> _Task prompt_
Extend the article on COVID-19 in Yemen, continuing on from its final sentence.
[Opening Passage provided section]
Yemen's supreme emergency committee for combatting novel coronavirus (COVID-19) on Sunday (May 10th) announced the number of confirmed infections in government-controlled areas of the country has risen to 51.
Eight of those people have died, and one has made a full recovery.
Separately, two infections, including one death, have been recorded in areas of Yemen controlled by the Iran-backed Houthis (Ansarallah).
In government-controlled areas, "17 [new] confirmed coronavirus cases have been recorded -- three in Hadramaut Valley, 10 in Aden, two in Lahj, including one death, and two in Taez", the committee said in a statement.
Three of the cases recorded in Hadramaut involved travellers who had come from Aden, Hadramaut governor Abdul Hadi al-Tamimi told Al-Mashareq.
They are now being isolated at the quarantine centre in Seiyun, he said.
"The [Hadramaut] health office's monitoring teams traced 39 contacts and imposed a two-week closure on the area where the cases were discovered as a precaution to prevent the spread of the virus," al-Tamimi said.
He urged Hadramaut residents to abide by precautionary and social distancing measures, calling on them to stay home and go out only when necessary.
In Taez province, the emergency committee announced two new cases, raising the total number of cases in the province to four, including one death.
Call for international assistance
Saudi Arabia on Sunday announced it will host a donor conference to support Yemen on June 2nd, AFP reported.
The conference will be held virtually in partnership with the UN, according to the Saudi Press Agency.
The kingdom did not say how much money was expected to be raised from the event.
The Saudi announcement came as the Yemeni Ministry of Human Rights appealed for humanitarian assistance.
It called on the World Health Organisation (WHO), King Salman Centre for Relief and Humanitarian Aid (KSrelief), Emirati Red Crescent, Kuwaiti Relief Society and other international organisations to take immediate action to help Yemenis.
The ministry asked for help to secure medical care for coronavirus patients, provide tests on a large scale, supply health workers with protective gear, and provide hospitals with medical supplies and ventilators.
"The ministry is following with deep concern the spread of COVID-19 in Aden and other provinces across the country," the ministry said in a statement, warning that the potential for a catastrophic outbreak is high.
Deputy Minister of Human Rights Nabil Abdul Hafeez warned of the rapid spread of coronavirus in Yemen, which is ill-equipped to cope with it following years of war with the Houthis that have devastated its health infrastructure.
"The international community has a responsibility to support Yemen in confronting this pandemic," he said, pointing out that even health systems in advanced countries have been struggling to handle the outbreak.
[Closing Passage provided section]
[Opening Data extract section]
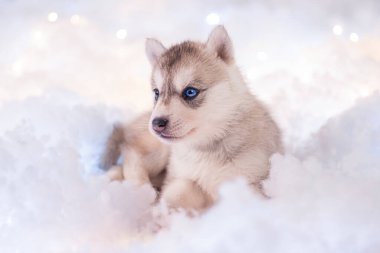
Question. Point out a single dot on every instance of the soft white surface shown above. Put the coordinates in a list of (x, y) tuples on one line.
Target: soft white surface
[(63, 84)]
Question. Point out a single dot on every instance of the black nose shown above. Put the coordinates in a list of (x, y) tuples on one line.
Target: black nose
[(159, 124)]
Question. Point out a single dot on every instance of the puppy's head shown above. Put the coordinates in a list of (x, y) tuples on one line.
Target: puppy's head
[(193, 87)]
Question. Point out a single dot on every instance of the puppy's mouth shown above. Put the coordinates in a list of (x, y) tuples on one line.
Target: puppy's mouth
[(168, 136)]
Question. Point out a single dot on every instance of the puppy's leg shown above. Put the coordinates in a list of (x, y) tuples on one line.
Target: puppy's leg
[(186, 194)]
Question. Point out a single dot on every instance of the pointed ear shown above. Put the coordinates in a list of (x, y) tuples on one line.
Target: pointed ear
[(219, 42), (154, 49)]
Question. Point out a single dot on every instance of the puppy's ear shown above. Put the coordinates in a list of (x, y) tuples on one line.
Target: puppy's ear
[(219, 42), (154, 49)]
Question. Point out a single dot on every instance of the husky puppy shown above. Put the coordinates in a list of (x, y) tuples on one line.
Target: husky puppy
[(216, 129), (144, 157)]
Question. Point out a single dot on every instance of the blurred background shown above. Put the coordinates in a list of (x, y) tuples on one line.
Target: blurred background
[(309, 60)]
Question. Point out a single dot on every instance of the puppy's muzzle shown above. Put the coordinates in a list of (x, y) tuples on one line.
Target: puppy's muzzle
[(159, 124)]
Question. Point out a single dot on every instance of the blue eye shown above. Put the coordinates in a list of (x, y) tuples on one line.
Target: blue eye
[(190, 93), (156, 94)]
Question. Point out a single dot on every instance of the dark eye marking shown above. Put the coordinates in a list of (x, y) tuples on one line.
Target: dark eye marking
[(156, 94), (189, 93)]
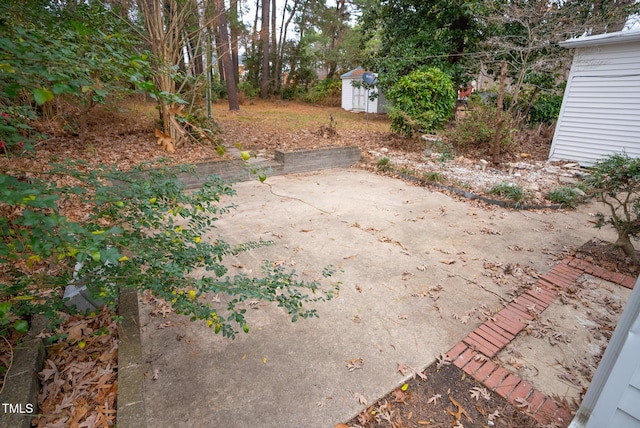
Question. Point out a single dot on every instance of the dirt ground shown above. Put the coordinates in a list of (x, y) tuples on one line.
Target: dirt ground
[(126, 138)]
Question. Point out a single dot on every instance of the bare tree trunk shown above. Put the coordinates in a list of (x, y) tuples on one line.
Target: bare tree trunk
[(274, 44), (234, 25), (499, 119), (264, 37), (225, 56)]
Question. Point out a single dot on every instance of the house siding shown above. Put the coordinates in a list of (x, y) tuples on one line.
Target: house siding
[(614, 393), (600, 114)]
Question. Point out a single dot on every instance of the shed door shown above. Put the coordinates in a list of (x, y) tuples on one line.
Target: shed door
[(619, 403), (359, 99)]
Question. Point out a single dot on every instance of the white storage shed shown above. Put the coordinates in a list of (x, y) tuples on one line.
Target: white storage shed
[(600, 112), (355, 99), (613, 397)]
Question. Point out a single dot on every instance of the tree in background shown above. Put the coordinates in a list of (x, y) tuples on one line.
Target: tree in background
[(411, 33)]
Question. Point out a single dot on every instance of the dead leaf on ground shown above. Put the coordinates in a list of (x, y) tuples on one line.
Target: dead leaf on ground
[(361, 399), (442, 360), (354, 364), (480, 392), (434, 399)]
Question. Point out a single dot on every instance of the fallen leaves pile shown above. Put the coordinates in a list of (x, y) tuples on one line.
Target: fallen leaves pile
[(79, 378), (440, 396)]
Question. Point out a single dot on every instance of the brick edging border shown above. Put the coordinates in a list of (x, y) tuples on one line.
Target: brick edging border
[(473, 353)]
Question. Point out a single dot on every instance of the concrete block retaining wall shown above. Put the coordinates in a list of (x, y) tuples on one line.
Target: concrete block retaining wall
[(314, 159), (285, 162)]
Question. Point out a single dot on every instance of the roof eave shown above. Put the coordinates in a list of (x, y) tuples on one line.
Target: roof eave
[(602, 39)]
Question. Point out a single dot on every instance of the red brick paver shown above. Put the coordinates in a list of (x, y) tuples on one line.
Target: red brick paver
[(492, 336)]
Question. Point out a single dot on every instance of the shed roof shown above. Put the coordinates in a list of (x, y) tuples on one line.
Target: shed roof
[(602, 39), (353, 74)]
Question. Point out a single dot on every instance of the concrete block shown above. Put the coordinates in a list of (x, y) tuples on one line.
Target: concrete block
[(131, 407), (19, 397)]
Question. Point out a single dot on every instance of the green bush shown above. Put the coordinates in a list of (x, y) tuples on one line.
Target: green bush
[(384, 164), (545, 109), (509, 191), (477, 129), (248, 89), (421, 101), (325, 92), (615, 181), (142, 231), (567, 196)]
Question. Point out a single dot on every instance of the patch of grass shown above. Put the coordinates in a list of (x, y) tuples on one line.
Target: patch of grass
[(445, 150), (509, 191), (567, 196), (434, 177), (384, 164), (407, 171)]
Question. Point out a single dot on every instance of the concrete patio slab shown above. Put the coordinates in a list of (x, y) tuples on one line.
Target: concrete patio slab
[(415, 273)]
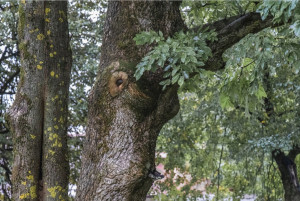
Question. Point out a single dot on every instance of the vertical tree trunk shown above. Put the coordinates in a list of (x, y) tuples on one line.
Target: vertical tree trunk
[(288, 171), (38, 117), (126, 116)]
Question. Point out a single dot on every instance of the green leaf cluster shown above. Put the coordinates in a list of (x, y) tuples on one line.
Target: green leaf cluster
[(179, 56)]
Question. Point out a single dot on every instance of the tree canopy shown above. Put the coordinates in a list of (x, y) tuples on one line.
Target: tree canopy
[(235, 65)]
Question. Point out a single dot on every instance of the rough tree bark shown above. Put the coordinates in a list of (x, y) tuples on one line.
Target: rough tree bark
[Closing Data extract section]
[Opening Data extract section]
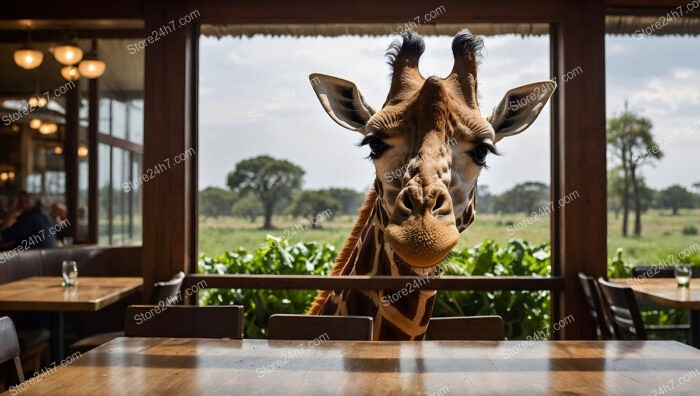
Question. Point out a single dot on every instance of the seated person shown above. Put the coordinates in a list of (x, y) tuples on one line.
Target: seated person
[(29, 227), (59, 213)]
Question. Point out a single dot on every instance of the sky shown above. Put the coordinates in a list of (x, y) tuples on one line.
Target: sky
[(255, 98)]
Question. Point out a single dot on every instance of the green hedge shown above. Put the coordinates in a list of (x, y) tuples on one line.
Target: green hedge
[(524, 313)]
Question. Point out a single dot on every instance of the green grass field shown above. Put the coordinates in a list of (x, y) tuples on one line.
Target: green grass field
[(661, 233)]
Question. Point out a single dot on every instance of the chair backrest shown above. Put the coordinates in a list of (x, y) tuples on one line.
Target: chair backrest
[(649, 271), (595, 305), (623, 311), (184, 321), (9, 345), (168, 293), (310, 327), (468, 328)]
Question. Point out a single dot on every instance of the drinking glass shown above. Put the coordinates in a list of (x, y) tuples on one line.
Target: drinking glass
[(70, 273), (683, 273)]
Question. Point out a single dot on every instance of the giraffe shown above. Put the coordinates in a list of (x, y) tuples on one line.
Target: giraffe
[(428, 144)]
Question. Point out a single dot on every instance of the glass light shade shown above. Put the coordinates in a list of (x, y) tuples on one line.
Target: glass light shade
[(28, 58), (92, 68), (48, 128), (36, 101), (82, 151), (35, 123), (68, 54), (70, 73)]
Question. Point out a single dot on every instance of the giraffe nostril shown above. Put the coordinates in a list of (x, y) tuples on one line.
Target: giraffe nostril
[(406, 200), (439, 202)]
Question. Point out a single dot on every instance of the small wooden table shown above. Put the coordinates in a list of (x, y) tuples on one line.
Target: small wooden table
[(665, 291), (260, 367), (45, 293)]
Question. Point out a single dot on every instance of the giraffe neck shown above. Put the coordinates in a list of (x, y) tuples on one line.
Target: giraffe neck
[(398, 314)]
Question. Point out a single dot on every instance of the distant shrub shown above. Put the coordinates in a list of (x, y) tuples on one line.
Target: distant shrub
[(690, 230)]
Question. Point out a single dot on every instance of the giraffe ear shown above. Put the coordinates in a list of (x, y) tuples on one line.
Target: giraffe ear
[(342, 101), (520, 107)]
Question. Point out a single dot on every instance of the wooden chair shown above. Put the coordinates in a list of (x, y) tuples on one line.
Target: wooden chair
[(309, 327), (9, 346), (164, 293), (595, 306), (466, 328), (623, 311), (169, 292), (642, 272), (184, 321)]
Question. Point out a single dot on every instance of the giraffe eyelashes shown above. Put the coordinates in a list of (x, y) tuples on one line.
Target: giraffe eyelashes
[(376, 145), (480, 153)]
[Closing Data extract section]
[Opening Data extract section]
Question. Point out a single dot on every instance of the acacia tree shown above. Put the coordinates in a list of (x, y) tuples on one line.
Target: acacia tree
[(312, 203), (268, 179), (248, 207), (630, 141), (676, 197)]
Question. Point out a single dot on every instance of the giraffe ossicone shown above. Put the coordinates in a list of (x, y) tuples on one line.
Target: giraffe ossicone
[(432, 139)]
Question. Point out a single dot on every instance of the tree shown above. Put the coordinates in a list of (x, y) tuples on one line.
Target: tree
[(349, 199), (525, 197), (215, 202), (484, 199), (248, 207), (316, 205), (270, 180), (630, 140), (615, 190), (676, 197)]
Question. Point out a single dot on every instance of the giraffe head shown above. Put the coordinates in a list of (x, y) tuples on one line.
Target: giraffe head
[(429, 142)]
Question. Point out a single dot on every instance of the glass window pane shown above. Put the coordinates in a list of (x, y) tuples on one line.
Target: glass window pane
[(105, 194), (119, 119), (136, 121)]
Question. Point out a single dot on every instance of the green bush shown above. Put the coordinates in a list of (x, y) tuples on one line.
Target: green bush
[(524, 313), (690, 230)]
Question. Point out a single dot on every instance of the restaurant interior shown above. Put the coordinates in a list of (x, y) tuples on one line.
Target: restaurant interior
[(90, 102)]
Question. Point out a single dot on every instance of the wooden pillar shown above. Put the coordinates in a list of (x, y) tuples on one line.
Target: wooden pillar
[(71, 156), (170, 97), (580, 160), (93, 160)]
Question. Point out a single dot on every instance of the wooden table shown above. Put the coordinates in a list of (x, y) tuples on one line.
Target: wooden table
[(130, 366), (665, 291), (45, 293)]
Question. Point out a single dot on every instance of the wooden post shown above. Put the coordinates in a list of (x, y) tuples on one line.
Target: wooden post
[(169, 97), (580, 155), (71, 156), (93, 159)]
[Closing Data extract section]
> _Output_
Health services and human rights
Al-Wadia crossing between Yemen and Saudi Arabia was reopened Saturday to allow stranded Yemenis to return after quarantine measures were implemented.
"Yemenis were allowed back in after the necessary accommodation was provided and precautionary medical and security measures were taken," said Hadramaut Valley and Desert Health and Population Office manager Hani al-Amoudi.
This includes a 14-day quarantine in a centre equipped "with a medical team, an intermediate care unit, lab equipment and a radiology section", he said.
The WHO and the International Organisation for Migration (IOM) meanwhile called on Yemeni authorities to continue their long-standing acceptance and support of vulnerable communities, including migrants.
In a joint statement, the two organisations noted that the first coronavirus death in Sanaa was a Somali refugee, and said migrants are being stigmatised as transmitters of the disease and subjected to harassment and harsh treatment.
This has included "denial of access to health services, movement restrictions, and forced movements to frontline and desert areas, leaving them stranded without food, water and essential services", the statement said.
The Houthis' emergency committee on Saturday urged residents in areas under their control to stay at home after the first two cases were recorded. But no obligatory precautionary measures were taken.
Political analyst Faisal Ahmed told Al-Mashareq that according to local doctors, recorded cases in Houthi-controlled areas are much higher than reported.
This explains the Houthis' call for people to stay at home, he said.
"The Houthi authorities are closing more neighbourhoods in Sanaa every day after transferring the suspected cases, along with their families, to quarantine and care centres," he noted.